Stored data entries:

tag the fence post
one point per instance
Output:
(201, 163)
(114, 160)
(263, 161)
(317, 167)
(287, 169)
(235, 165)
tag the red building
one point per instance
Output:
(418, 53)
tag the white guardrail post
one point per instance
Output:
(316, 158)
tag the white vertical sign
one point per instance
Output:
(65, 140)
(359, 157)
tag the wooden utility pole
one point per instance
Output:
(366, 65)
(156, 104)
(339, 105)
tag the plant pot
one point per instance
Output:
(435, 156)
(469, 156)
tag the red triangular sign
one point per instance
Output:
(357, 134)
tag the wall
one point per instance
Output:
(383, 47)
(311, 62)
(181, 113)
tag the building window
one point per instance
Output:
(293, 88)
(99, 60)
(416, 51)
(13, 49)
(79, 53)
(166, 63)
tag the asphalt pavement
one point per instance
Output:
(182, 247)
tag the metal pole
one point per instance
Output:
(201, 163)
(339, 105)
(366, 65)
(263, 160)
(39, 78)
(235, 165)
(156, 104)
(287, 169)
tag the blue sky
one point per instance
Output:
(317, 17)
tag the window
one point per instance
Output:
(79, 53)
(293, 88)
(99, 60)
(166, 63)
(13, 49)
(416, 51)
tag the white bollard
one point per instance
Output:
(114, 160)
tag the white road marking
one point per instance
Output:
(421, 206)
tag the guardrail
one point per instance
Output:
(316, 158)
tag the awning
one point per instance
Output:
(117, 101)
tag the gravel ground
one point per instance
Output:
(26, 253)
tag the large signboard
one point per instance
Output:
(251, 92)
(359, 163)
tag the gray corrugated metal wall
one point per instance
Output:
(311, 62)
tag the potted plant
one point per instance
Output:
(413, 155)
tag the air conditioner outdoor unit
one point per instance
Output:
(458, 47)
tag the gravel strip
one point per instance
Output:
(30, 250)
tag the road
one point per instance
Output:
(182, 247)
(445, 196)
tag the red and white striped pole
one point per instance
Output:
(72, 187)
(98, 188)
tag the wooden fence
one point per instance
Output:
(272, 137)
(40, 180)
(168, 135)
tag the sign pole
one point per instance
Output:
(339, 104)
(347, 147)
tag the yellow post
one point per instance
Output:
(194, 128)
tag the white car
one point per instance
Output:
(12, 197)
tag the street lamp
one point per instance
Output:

WHAT TO PRODUCE
As the exercise requires, copy out the data shown above word for word.

YOUR RESPONSE
tag the fence post
one point per instance
Output:
(201, 163)
(114, 160)
(263, 161)
(317, 167)
(287, 169)
(235, 165)
tag the red building
one point per instance
Output:
(418, 53)
tag the white guardrail post
one point per instance
Output:
(316, 158)
tag the white vertical sign
one point per instance
Output:
(65, 140)
(359, 157)
tag the wooden utility pole
one point per instance
Output:
(366, 65)
(156, 104)
(339, 105)
tag the plant pot
one point per instance
Output:
(435, 156)
(469, 156)
tag the red triangular sign
one point per instance
Output:
(357, 134)
tag the wall
one point per instance
Output:
(383, 47)
(311, 62)
(181, 113)
tag the building window
one point per instance
Output:
(293, 88)
(99, 60)
(416, 51)
(13, 49)
(79, 53)
(166, 63)
tag the asphalt pavement
one point per instance
Output:
(182, 247)
tag the metal pole
one point per instance
Output:
(201, 163)
(339, 105)
(366, 65)
(263, 160)
(39, 78)
(235, 165)
(156, 104)
(287, 169)
tag the blue sky
one point per instance
Output:
(317, 17)
tag the window
one point per instance
Output:
(79, 53)
(293, 88)
(99, 60)
(166, 63)
(13, 49)
(416, 51)
tag the white bollard
one point per instance
Output:
(114, 160)
tag the white road marking
one point per instance
Output:
(421, 206)
tag the guardrail
one point per instance
Output:
(316, 158)
tag the awning
one point per instance
Output:
(117, 101)
tag the gravel ground
one point per instance
Output:
(26, 253)
tag the large signboard
one point per instance
Output:
(251, 92)
(359, 163)
tag the gray corrugated metal wall
one point per instance
Output:
(311, 62)
tag the potted plant
one point per instance
Output:
(413, 155)
tag the air conditioner outdoor unit
one point per instance
Output:
(458, 47)
tag the gravel strip
one point per instance
Output:
(30, 250)
tag the road
one point per instance
Output:
(182, 247)
(445, 196)
tag the red and white striped pole
one point per instance
Output:
(72, 187)
(98, 188)
tag the wooden fence
one point per instance
Output:
(272, 137)
(40, 180)
(168, 135)
tag the sign pole
one point per instance
Output:
(339, 104)
(347, 147)
tag the yellow post
one point per instance
Output:
(194, 128)
tag the white car
one point per instance
Output:
(12, 197)
tag the street lamp
one point per instance
Output:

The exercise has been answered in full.